▸ **Data extracts**
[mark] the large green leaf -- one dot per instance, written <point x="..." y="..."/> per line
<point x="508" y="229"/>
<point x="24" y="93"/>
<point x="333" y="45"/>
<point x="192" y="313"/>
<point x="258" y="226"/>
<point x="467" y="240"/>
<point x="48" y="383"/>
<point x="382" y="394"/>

▸ **Problem to work on**
Please copy the whole of the material exactly as written.

▸ **Answer section**
[mark] the large green leaf -- one dot per instance, written <point x="..." y="..."/> per line
<point x="508" y="229"/>
<point x="24" y="93"/>
<point x="333" y="45"/>
<point x="192" y="313"/>
<point x="258" y="226"/>
<point x="467" y="240"/>
<point x="48" y="383"/>
<point x="382" y="394"/>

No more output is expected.